-- Short problem 1 --
List the usernames of the posters whose words are quoted by someone else in the forum thread below.

-- Source document --
This fight has FOTN written all over it. You know with Lee, the movie style kicks will be in full effect and Silva will bring the dirty stare down with his ever so stalking presence in the cage.


----------



## GoodfellaGr (Aug 16, 2011)

Le cause he is precise! The problem for Wanderlei is that now he is too slow to brawl and too open to win a stand up battle.. I really like him and his legacy, but i believe that Le wins 8 out of 10 times this match up today.


----------



## Atras (Sep 12, 2011)

GoodfellaGr said:


> Le cause he is precise! The problem for Wanderlei is that now he is too slow to brawl and too open to win a stand up battle.. I really like him and his legacy, but i believe that Le wins 8 out of 10 times this match up today.


Agreed. I just gave Le 9 out of 10 in my Kelly calculations.


----------



## Terror Kovenant (Nov 16, 2008)

Mckeever said:


> Cung Le via brutal Mortal Kombat fatality.


I will now forever refer to Cung Le as Cung Lao. 

This fight does pretty much depend on Wanderlei, who is a handful for anyone if his chin is present. But Cung does hit hard and has some wicked kicks. This fight ends in KO, but I dont know who.


----------



## Canadian Psycho (Apr 22, 2007)

Let's do this!

______ by KO!


----------



## SerJ (Sep 17, 2009)

Got Silva! That aggressiveness will get him a KO.


----------



## Rygu (Jul 21, 2008)

The most unoriginal song award goes to Cung-Le. Another reason i'm going for Wanderlei.


----------



## Vale_Tudo (Nov 18, 2007)

Always excited when Wanderlei fights, this should be really good


----------



## luckbox (Feb 12, 2010)

Love this fight, like a old school out-fighter vs swarmer boxing match-up.


----------



## Canadian Psycho (Apr 22, 2007)

Wandy busting out the techno beats!


----------



## Budhisten (Apr 11, 2010)

Wandy is solely responsible for making Sandstorm a badass track


----------



## Roflcopter (Sep 5, 2008)

Chung Lee by Spinngu Bado Kikku.


----------



## aerius (Nov 19, 2006)

Not looking good for Silva, no shaved head, no tights, not good...


----------



## Spec0688 (Sep 9, 2007)

Hate to say it, but I'm rooting for Cung Lee.


----------



## arkanoydz (Mar 15, 2010)

war wandecoooo


----------



## Blitzz (Apr 13, 2009)

Hope I do not blink and miss this epic KO.


----------



## Alessia (Sep 1, 2011)

Budhisten said:


> Wandy is solely responsible for making Sandstorm a badass track


Wandy for sure won the battle of walk out music.

-- Excerpted records --
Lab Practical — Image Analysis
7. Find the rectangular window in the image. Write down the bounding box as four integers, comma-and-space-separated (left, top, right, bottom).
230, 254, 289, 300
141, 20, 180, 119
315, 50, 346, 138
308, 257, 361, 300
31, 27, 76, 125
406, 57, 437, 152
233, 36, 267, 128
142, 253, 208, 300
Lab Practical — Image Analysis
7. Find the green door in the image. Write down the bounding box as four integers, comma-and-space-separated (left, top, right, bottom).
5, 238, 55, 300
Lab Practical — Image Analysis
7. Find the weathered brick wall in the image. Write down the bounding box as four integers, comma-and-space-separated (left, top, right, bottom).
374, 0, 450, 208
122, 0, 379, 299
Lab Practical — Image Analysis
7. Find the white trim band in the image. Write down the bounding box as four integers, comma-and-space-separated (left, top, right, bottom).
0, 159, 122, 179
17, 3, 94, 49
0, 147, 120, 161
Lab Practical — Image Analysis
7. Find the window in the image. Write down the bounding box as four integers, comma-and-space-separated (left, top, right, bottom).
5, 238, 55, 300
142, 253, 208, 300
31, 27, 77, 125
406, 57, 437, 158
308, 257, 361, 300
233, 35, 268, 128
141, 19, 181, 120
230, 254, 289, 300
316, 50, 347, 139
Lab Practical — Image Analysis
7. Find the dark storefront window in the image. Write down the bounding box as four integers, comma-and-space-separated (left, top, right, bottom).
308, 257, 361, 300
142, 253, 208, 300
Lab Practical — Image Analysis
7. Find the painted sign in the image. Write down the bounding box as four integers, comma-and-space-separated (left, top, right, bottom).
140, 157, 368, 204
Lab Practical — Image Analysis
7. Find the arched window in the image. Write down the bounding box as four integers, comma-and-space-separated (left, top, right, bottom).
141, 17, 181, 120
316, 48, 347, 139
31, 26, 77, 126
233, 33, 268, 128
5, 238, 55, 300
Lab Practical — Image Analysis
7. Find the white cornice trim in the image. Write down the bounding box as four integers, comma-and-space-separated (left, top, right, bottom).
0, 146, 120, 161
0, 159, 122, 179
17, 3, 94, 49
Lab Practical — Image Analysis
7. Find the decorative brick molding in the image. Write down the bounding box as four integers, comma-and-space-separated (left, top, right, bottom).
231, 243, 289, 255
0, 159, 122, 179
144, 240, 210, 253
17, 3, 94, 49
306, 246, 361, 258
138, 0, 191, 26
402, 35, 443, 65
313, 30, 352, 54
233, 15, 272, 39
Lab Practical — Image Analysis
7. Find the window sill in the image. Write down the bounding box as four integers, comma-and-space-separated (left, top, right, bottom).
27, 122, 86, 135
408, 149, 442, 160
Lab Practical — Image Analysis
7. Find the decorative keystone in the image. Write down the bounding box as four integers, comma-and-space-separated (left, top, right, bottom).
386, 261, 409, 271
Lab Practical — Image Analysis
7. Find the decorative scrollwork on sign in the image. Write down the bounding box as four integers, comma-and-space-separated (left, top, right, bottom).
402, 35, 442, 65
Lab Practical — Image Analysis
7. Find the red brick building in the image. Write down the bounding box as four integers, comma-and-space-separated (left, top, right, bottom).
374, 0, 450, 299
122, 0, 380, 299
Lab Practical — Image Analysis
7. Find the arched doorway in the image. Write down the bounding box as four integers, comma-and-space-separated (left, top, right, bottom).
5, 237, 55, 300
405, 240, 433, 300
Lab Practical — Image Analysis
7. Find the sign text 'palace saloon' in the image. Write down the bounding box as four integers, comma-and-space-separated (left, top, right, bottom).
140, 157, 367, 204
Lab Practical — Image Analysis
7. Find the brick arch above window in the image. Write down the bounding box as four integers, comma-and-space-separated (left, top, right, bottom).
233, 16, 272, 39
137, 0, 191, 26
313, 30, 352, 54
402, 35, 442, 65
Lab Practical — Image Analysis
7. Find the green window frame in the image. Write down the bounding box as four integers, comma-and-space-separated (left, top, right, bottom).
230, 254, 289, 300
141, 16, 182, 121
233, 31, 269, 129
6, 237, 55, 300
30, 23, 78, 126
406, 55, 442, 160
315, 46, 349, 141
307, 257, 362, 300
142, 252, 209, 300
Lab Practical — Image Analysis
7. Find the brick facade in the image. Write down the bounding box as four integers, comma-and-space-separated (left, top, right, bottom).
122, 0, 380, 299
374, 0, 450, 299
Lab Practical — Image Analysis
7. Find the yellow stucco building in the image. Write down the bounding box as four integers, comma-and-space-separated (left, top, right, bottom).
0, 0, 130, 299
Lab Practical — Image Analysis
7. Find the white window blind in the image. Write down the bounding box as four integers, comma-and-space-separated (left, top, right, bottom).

-- Short problem 2 --
Pull out every line of the records above that contains the string "trim". Case counts.

-- Worked answer 1 --
GoodfellaGr, Mckeever, Budhisten

-- Worked answer 2 --
7. Find the white trim band in the image. Write down the bounding box as four integers, comma-and-space-separated (left, top, right, bottom).
7. Find the white cornice trim in the image. Write down the bounding box as four integers, comma-and-space-separated (left, top, right, bottom).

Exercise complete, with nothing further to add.